* start Input for this task *
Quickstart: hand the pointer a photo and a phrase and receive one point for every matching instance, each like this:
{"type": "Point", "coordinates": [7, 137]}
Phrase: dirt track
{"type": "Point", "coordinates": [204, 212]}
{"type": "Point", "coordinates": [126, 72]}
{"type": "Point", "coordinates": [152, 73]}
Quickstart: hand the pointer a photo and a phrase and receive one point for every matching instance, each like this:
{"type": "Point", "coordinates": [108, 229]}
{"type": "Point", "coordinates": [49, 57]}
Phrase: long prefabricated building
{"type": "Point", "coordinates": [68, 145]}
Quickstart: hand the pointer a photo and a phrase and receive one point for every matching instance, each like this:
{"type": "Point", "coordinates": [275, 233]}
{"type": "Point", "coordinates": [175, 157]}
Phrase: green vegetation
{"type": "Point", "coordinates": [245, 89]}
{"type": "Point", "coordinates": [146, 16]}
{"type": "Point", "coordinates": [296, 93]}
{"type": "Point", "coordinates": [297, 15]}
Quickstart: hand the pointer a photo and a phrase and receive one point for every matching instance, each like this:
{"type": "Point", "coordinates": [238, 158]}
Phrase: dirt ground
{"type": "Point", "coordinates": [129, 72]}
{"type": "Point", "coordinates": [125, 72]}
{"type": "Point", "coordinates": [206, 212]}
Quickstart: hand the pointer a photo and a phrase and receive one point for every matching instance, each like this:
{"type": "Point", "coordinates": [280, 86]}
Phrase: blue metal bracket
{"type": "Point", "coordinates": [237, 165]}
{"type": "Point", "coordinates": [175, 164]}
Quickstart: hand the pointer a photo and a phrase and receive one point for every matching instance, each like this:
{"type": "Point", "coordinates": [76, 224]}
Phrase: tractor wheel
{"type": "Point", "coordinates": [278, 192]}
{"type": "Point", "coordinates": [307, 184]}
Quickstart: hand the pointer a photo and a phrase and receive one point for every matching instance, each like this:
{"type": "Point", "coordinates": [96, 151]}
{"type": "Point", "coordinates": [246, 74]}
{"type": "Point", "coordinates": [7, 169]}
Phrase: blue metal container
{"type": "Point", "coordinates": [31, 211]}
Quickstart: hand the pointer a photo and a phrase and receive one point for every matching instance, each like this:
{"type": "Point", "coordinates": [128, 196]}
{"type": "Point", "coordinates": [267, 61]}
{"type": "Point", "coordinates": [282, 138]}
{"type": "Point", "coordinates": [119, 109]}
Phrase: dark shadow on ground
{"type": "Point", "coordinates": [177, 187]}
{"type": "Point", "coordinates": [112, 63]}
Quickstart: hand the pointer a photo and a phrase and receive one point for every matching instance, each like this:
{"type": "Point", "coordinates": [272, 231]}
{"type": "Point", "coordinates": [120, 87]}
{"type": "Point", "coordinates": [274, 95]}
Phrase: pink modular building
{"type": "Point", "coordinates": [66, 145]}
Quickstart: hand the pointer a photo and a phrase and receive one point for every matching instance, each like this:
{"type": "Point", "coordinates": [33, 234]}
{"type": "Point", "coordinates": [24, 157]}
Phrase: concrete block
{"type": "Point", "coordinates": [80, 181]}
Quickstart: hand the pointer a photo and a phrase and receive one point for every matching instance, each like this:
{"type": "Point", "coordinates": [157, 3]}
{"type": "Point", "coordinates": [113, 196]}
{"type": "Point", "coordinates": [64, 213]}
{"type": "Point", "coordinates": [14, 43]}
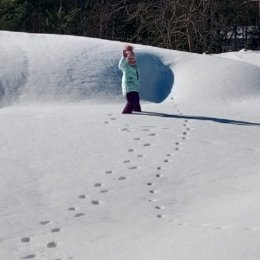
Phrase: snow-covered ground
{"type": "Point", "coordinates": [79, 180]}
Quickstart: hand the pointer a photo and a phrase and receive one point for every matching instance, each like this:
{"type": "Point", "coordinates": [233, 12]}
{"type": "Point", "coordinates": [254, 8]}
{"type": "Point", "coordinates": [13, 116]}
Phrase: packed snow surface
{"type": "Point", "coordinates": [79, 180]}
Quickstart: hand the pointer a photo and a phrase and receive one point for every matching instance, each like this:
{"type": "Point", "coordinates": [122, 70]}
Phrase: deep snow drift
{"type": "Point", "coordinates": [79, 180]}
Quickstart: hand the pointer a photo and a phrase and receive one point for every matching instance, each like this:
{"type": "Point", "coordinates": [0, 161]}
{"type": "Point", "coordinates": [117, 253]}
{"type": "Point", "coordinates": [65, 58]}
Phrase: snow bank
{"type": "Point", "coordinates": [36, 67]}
* end Input for this task *
* start Input for this task *
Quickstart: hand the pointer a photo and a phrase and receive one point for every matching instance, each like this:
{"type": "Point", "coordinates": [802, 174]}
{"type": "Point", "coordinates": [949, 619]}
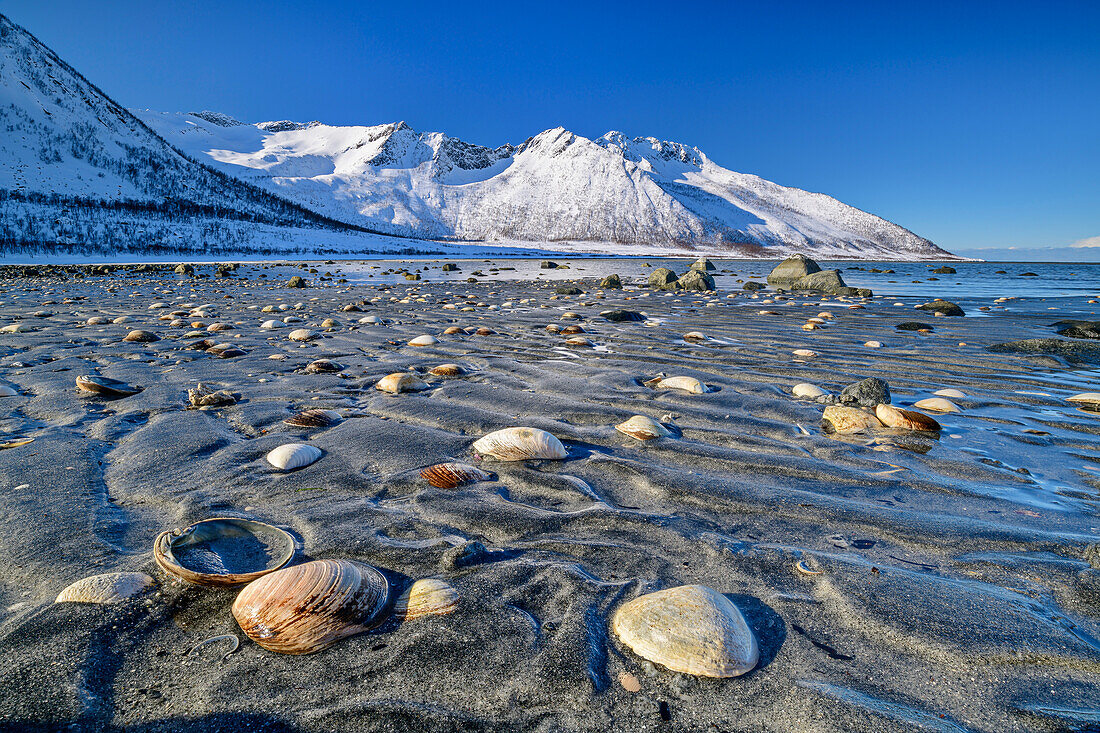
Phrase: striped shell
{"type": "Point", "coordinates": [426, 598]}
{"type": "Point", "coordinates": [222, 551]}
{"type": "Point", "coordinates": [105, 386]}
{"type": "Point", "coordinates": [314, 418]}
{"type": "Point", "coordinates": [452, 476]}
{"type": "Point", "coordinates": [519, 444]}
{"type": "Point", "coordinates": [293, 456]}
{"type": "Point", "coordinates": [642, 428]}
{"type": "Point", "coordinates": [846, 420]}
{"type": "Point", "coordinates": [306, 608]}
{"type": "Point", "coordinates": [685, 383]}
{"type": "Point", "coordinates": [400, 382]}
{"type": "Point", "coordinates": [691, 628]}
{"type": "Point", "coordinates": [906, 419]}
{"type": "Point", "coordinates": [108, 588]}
* end Input for this task *
* start Input for this task *
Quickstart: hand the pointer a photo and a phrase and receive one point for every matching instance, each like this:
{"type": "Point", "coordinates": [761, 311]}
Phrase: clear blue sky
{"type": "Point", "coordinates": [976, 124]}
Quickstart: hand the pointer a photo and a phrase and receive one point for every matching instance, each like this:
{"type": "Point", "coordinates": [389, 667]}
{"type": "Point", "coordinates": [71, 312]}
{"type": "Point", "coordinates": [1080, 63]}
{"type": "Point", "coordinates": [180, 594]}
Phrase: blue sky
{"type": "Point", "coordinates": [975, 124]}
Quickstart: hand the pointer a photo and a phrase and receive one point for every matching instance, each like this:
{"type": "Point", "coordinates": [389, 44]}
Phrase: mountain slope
* end Input for this task *
## [Set problem]
Count the lines in the rows above that contain the string "building", treating case as significant, and reply with that number alone.

## [Exercise solution]
2